# Text excerpt
Art Madrid'26 – ESPACIO TECTÓNICA: THE NATURE OF THE SENSIBLE

CITY TERRITORY: PARALLEL PROGRAM ART MADRID'25

ESPACIO TECTÓNICA

The city, as Henri Lefebvre argued, is not only a physical space but also a social product, a network of relations and representations that are constantly reconfigured. Its cracks, folds and vertices are more than mere accidents of the terrain, they are material manifestations of a dialectic between inhabitation and transformation. It is in this vacillation of forms and meanings that Espacio Tectónica was conceived, a place to promote the encounter between art, territory and city.


Maternidad geomética. Jeanne de Petriconi y Guillermo G. Peydró. 2023.


Inside the fair, Espacio Tectónica is configured as a space for reflection and action on our relationship with the urban environment. A space that encourages critical thinking and artistic experimentation, exploring the tensions that shape the contemporary city. Through a programme that includes a video cycle and meetings with professionals, the space invites us to think about how the city not only receives cultural practices, but also generates and transforms them. It is a field where differences and contrasts become a source of reflection and analysis, and where art becomes a tool for understanding the social and philosophical complexities of the world we inhabit. Like tectonic plates in friction, everything that happens in Espacio Tectónica shifts, collides and challenges the visitor to generate a state of questioning about how we inhabit public space.


Circular Inscription. Tezi Gabunia.2016.


VIDEO CYCLE: CARTOGRAPHIES OF PERCEPTION

Under the title Cartographies of Perception, during the week of the fair, Espacio Tectónica will host this section, curated by PROYECTOR's Imagen en Movimiento platform, which presents a selection of international video art works that address issues such as migration, territoriality and the relationship between the peripheries and urban centres from a contemporary and analytical perspective. From the production of semiconductors in Taiwan to the mutation of the landscape in Brazil, video art becomes a critical tool that unravels the interactions between urban space, nature, the climate crisis and contemporary perceptions of the environment.

# Problems to solve
**a.** Copy the Espacio Tectónica text between "CITY TERRITORY: PARALLEL" and "territory and city.", inclusive.
**b.** Summarize the Espacio Tectónica text in two sentences.
**c.** According to the Espacio Tectónica text, which issues do the video art works in Cartographies of Perception address?

# Data entries
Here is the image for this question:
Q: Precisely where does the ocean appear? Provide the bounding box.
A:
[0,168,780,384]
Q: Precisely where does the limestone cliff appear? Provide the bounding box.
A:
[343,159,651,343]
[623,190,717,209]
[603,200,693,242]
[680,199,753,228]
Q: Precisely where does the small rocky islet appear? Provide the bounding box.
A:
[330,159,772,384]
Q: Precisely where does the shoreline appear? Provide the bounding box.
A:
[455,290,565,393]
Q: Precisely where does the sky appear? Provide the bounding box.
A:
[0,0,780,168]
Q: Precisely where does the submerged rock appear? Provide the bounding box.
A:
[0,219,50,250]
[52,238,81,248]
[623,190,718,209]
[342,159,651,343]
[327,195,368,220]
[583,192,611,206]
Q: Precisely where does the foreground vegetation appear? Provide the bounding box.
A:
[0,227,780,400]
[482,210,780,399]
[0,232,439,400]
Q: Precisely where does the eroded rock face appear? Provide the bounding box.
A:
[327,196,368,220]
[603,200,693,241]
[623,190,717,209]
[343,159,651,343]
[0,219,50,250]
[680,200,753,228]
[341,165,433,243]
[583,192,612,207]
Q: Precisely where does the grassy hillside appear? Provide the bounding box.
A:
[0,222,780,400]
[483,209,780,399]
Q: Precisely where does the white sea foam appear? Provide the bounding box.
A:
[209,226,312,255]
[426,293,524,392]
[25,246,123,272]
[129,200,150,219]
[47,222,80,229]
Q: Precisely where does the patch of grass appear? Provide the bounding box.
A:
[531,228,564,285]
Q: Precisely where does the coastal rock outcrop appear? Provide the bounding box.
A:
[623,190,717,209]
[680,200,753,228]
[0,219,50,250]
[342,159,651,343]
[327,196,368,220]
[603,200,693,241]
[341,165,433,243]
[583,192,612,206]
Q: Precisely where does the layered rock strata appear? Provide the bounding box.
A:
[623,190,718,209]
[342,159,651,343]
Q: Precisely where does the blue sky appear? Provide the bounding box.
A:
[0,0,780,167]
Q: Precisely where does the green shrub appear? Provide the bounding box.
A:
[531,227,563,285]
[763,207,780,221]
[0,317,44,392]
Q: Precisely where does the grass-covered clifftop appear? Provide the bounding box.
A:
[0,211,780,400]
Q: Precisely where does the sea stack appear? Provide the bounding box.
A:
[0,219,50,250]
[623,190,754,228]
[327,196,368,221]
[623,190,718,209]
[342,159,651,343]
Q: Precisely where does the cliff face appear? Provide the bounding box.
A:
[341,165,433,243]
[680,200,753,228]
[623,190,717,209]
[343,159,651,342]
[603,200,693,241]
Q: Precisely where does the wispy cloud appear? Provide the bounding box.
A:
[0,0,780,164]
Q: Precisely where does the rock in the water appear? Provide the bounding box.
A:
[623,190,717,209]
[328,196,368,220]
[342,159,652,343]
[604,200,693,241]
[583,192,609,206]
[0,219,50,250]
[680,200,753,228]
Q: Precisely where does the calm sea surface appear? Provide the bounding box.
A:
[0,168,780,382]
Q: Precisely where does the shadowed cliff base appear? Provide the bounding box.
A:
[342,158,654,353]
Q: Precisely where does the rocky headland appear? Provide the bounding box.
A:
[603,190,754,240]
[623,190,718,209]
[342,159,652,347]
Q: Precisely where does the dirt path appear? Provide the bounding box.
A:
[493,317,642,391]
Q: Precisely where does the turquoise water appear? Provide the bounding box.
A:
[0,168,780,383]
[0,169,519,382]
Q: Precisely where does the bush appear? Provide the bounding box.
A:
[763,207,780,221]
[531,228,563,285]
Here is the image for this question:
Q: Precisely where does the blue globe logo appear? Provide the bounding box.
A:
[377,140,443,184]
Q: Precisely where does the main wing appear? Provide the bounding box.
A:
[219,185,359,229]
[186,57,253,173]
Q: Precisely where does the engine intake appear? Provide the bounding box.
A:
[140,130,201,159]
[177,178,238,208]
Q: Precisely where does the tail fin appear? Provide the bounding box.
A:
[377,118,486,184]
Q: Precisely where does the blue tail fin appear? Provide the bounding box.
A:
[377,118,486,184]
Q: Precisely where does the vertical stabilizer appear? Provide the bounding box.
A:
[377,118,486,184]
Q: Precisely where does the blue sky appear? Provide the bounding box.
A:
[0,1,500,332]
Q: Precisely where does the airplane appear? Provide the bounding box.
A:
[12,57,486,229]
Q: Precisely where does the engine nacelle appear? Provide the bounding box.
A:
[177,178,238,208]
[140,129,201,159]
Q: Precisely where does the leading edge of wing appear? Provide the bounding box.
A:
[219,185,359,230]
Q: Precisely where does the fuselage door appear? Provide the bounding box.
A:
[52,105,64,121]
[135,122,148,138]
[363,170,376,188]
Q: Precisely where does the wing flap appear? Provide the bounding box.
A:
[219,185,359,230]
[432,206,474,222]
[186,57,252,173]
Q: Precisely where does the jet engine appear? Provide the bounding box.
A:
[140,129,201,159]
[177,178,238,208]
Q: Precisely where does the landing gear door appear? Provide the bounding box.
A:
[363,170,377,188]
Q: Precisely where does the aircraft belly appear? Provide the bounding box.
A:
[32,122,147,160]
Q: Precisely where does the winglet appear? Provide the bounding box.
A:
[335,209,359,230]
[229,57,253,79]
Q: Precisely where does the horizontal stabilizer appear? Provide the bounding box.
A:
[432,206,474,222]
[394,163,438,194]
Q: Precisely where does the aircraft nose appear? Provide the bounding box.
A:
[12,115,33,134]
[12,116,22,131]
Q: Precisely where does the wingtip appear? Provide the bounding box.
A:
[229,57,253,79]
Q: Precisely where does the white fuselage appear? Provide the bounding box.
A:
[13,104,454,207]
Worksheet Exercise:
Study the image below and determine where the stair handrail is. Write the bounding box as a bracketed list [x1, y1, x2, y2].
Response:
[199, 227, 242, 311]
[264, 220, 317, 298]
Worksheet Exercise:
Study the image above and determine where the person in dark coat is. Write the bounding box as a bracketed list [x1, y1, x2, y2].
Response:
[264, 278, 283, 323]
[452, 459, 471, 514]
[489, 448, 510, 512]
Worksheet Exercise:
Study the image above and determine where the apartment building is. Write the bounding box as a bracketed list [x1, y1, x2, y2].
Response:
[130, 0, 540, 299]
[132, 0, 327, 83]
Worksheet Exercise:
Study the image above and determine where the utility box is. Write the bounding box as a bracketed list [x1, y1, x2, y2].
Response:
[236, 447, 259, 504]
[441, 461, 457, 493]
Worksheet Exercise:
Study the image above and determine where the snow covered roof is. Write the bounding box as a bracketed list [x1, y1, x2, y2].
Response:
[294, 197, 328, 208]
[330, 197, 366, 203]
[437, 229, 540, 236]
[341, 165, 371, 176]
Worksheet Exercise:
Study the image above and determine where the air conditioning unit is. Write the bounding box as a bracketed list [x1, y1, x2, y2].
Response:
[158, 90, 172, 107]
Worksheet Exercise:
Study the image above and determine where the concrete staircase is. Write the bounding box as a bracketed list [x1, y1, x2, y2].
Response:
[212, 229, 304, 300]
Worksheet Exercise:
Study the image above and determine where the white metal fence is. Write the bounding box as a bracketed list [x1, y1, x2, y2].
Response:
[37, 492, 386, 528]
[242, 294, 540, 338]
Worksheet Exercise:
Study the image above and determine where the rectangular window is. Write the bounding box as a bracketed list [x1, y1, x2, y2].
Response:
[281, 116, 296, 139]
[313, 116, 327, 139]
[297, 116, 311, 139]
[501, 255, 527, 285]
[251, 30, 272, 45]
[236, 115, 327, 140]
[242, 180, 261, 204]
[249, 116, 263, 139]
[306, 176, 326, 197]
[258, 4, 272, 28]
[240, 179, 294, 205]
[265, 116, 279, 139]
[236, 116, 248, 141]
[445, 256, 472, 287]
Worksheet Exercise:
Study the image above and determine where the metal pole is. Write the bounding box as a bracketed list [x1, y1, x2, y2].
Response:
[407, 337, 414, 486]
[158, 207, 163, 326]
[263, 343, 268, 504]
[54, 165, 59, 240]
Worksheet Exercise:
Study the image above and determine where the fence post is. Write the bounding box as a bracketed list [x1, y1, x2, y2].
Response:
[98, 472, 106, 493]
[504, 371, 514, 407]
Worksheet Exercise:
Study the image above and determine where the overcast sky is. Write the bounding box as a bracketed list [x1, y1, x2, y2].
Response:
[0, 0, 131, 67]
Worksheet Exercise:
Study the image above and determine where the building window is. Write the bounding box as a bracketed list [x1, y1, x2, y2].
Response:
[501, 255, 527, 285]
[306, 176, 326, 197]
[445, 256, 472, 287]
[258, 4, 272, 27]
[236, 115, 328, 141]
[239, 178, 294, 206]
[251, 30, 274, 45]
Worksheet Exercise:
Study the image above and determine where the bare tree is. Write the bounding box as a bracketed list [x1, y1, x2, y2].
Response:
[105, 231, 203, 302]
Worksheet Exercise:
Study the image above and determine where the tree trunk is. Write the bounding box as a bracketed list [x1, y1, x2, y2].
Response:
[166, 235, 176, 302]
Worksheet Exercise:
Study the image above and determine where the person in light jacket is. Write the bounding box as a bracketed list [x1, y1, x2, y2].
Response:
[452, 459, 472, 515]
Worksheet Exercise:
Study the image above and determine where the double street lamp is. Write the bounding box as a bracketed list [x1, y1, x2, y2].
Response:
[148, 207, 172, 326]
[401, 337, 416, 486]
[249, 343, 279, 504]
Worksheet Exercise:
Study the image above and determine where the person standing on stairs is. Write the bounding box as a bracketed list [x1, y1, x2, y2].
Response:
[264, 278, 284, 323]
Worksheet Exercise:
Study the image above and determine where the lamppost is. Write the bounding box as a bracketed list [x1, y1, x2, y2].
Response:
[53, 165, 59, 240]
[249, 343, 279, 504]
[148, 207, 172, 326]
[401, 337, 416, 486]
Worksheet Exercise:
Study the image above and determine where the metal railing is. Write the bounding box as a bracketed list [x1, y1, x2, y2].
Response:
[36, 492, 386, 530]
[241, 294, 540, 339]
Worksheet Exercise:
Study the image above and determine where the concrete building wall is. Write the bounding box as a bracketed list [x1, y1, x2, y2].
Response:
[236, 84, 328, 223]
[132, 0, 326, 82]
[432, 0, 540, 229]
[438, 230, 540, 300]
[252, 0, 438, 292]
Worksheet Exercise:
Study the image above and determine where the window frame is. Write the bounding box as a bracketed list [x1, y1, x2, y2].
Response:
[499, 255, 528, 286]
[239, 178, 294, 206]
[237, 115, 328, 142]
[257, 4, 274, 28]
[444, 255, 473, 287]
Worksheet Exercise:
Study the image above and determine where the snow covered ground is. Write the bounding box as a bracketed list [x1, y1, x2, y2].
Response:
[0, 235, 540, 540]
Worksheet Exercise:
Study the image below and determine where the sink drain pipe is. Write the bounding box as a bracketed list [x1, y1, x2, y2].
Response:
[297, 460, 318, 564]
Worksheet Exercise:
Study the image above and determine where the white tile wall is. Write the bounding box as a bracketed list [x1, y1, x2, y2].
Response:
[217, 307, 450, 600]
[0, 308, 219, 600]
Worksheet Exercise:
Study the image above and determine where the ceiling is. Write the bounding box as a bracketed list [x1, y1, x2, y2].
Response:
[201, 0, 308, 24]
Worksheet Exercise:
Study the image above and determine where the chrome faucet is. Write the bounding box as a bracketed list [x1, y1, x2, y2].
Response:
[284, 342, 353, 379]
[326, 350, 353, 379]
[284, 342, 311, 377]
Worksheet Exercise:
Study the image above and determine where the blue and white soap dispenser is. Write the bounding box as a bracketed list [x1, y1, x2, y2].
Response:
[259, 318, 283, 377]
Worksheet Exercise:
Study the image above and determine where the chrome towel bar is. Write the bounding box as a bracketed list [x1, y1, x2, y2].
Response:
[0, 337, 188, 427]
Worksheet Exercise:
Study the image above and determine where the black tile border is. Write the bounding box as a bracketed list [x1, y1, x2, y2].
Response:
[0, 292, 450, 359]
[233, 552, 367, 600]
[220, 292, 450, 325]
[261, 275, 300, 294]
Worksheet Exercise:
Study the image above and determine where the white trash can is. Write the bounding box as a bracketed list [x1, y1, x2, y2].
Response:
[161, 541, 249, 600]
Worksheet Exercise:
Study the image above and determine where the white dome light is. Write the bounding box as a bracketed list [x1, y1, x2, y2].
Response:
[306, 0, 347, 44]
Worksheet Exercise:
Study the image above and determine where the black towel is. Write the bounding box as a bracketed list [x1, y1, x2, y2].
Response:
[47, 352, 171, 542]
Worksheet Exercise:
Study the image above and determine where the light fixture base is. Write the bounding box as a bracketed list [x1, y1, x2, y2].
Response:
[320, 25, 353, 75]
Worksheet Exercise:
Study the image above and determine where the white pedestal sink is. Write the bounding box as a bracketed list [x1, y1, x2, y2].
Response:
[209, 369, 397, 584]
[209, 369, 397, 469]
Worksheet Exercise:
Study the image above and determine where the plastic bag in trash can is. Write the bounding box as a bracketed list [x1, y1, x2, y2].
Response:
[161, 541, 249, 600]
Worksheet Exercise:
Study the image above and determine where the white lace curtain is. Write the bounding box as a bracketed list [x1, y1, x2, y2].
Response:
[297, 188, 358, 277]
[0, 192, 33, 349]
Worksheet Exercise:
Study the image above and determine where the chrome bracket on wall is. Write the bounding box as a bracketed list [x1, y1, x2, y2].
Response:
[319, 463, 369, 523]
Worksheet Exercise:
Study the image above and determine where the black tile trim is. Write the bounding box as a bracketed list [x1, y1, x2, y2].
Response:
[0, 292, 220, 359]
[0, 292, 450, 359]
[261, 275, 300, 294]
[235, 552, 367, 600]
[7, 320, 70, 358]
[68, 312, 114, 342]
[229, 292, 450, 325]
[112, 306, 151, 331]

# The solutions
**a.**
CITY TERRITORY: PARALLEL PROGRAM ART MADRID'25

ESPACIO TECTÓNICA

The city, as Henri Lefebvre argued, is not only a physical space but also a social product, a network of relations and representations that are constantly reconfigured. Its cracks, folds and vertices are more than mere accidents of the terrain, they are material manifestations of a dialectic between inhabitation and transformation. It is in this vacillation of forms and meanings that Espacio Tectónica was conceived, a place to promote the encounter between art, territory and city.

**b.** Espacio Tectónica, conceived to promote the encounter between art, territory and city, is a space inside the fair for reflection and action on our relationship with the urban environment, with a programme that includes a video cycle and meetings with professionals. Its video cycle, Cartographies of Perception, is curated by PROYECTOR's Imagen en Movimiento platform and presents international video art works that address issues such as migration, territoriality and the relationship between the peripheries and urban centres.

**c.**
- Migration
- Territoriality
- The relationship between the peripheries and urban centres